THE DATA |
▬▬▬▬▬▬
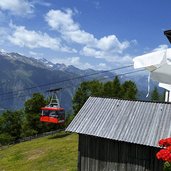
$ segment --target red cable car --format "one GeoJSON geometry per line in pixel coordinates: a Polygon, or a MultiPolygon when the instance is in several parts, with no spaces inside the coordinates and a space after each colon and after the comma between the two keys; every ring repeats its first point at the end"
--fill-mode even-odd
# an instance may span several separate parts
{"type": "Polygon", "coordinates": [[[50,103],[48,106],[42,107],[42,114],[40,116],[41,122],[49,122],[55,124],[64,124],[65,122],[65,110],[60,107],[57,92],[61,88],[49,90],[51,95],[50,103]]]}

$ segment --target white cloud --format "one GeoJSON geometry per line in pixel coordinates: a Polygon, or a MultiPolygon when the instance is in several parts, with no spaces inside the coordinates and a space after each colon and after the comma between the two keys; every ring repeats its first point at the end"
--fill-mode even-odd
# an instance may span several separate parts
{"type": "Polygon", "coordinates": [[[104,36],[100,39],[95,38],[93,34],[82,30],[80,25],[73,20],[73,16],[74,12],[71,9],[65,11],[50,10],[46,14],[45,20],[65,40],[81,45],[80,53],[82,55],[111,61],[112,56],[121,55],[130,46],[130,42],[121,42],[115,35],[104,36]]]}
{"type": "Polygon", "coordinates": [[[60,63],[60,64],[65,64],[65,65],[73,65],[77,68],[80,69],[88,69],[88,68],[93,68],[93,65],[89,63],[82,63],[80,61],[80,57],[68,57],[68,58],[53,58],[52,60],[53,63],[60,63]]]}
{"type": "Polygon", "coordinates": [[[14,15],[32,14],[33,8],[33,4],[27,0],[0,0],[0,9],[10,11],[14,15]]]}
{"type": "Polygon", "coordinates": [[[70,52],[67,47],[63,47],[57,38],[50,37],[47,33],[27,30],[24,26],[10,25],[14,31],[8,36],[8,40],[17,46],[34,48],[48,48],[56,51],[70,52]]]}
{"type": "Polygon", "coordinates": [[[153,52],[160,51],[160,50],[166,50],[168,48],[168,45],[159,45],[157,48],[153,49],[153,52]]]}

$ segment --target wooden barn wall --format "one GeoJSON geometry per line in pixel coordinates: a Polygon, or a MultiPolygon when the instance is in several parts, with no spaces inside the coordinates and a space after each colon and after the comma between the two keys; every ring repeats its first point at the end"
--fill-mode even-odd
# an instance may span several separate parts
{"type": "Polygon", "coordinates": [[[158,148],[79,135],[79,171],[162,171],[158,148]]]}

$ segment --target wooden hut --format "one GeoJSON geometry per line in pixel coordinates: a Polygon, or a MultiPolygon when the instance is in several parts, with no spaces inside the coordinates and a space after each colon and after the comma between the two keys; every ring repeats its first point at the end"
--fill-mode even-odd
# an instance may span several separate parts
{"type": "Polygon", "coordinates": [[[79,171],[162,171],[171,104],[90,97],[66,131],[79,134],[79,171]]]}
▬▬▬▬▬▬
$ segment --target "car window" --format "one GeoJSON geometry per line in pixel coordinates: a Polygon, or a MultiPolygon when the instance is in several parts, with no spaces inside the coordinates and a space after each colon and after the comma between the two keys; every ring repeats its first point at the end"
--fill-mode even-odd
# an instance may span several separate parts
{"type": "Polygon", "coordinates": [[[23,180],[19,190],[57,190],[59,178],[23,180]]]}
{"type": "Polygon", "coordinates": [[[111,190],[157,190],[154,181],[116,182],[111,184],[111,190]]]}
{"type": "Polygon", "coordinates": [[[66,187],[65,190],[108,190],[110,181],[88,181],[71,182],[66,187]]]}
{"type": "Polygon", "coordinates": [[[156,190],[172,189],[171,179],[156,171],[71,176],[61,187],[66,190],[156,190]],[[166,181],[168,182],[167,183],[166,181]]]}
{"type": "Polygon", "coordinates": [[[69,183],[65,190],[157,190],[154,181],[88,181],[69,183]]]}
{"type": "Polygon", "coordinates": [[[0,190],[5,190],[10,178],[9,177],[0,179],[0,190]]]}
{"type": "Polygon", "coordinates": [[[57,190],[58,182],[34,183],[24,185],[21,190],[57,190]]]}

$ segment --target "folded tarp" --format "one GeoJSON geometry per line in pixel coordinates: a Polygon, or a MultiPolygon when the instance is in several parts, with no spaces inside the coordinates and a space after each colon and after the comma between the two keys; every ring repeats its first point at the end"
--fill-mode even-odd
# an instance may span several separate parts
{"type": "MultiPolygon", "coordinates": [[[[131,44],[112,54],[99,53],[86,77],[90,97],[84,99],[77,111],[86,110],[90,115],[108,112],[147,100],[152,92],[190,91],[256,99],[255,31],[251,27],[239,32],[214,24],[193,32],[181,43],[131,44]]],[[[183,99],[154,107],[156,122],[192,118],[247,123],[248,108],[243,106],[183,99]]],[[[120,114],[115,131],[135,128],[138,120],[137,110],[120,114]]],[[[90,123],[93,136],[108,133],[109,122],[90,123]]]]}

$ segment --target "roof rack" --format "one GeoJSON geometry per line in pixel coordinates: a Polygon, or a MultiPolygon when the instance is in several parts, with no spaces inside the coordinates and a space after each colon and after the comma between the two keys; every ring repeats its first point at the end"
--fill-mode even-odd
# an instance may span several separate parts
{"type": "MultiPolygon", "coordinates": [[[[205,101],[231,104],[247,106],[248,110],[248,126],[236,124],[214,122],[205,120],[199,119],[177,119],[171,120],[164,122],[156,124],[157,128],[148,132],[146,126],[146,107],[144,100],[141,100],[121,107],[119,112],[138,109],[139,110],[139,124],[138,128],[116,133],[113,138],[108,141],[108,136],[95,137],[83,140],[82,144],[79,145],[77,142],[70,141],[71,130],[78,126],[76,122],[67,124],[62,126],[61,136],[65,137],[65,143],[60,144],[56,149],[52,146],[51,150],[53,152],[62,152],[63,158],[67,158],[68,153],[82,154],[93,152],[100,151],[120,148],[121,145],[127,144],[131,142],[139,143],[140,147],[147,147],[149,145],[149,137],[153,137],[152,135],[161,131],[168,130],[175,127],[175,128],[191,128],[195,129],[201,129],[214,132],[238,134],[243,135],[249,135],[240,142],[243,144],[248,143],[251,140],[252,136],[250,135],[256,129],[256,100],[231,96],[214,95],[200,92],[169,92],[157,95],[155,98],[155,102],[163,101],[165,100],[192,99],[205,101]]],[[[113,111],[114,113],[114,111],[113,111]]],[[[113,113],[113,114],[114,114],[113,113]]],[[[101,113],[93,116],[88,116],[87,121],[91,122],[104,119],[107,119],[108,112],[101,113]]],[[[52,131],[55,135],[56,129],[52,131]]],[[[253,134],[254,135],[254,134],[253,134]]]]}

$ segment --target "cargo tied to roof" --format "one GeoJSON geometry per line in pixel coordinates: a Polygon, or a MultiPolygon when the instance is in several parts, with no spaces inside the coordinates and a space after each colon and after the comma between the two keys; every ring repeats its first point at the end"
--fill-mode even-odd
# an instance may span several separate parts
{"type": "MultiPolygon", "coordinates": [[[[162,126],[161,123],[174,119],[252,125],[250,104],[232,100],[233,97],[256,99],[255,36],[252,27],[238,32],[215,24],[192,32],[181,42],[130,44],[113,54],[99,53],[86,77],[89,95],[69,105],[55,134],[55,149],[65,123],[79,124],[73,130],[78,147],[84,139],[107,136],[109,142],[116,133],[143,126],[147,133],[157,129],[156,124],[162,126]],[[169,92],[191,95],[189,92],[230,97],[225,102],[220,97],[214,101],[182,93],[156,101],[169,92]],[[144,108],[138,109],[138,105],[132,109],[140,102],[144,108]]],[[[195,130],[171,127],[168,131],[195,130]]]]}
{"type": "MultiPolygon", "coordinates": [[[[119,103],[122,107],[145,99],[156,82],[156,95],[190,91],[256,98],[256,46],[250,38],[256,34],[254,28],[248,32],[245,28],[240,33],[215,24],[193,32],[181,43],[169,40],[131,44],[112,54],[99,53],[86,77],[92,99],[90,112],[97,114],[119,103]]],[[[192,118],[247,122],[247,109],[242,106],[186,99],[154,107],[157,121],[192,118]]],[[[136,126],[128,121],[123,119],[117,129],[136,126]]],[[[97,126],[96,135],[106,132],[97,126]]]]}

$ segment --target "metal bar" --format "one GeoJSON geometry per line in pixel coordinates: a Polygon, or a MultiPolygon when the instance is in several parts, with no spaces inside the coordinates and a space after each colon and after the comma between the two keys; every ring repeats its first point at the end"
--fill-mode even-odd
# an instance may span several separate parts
▬▬▬▬▬▬
EXERCISE OBJECTIVE | Report how many lines of the records contain the string "roof", giving the number alone.

TASK RESPONSE | 2